### TEXT TO READ
* start *
Redis Analysis - Part 1: Threading model

Following my previous post, we are going start with the “hottest potato” - single-threaded vs multi-threaded argument.

This question in the context of Redis has been raised quite a few times before, sometimes sparkling pretty heated discussions. See, for example

and replies.

Eventually, Salvatore has decided to allow the offloading of I/O processing onto additional threads. But as I said before, only a single designated thread handles the main Redis dictionary.

It seems, however, that was not enough for the community. Two and half years ago, a couple of talented folks from Canada decided to change the status quo and created a multi-threaded Redis fork called KeyDb. KeyDb allows multiple threads to access the Redis dictionary by protecting it with spinlocks. See their introductionary post about this.

In the previous post I mentioned the following arguments why Redis was built as single-threaded:

  1. It preserves low tail latency by avoiding contention on locks.
  2. Redis Cluster provides horizontal scale, which should be as good as vertical scale if not better: N single-core machines are equivalent to a single process spanning N cores.
  3. Pipelining gives you more throughput. A redis client can pipeline requests reaching ~1M qps, which is an order of magnitude higher than the regular traffic throughput.
  4. Room for the upside on a single machine is limited anyway.
  5. Single-threaded is simple, multi-threaded is complicated.

I think there are great benefits of having multi-threaded databases, and I will try to challenge these arguments. But before we continue forward, let’s agree on a few terms:

A vertically scalable system is a system that can scale almost linearly with its performance metrics (aka requests per second) as a function of available CPUs on a single server. Horizontally scalable system is a distributed system that can run on multiple nodes/processes and scale almost linearly with a number of nodes.
* end *
### DATA BLOCK
* start *
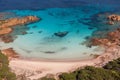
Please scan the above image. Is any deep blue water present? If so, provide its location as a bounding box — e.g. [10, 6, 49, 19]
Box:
* end *
### EXERCISES
**1)** In the Redis threading article, how does KeyDb let multiple threads access the Redis dictionary?
**2)** Carry the Redis threading article forward from its last sentence.

### ANSWERS FOR THIS EXERCISE
**1)** It protects the dictionary with spinlocks.

**2)**
I assert the following claims:

  1. A vertically scalable system is more cost-efficient than its equivalent horizontally scalable configuration until it reaches its physical limits on a single server.
  2. In order to reach the full potential of the modern hardware, and preserve the low latency property, a system should be designed as a shared-nothing architecture, i.e. avoid locking and contention, along with the original philosophy of Redis.

I will try to prove (1). I base (2) on the empirical evidence gathered in the research community and on lessons learned from other well-designed systems like ScyllaDb or Twitter’s Pelikan.

Vertical scale vs Horizontal scale

Imagine you are in the business of selling sugar. You need to choose between renting a warehouse that can hold 10,000kg of sugar vs 10 warehouses that can hold 1000kg each. The price of smaller warehouses is precisely a tenth of the bigger one. It seems that there is no difference, right? However, if you choose to rent 10 smaller warehouses, you will see that after some time, some, but not all of them, will be nearly empty, and you need to send trucks to fill them up. Why? Because the randomness of nature dictates that you have almost zero chance that all warehouses are depleted at precisely the same rate. So you need to spend resources to fill some of the warehouses. Then you will spend resources to fill others and so on. Moreover, you need to staff those warehouses: you might need 2.5 people per place on average, but you will need to round it up and hire 3 folks in every place. There will be high-pressure days when your workers will work like crazy, while during other days, they will do nothing. Let’s do some math to understand how to model those inefficiencies.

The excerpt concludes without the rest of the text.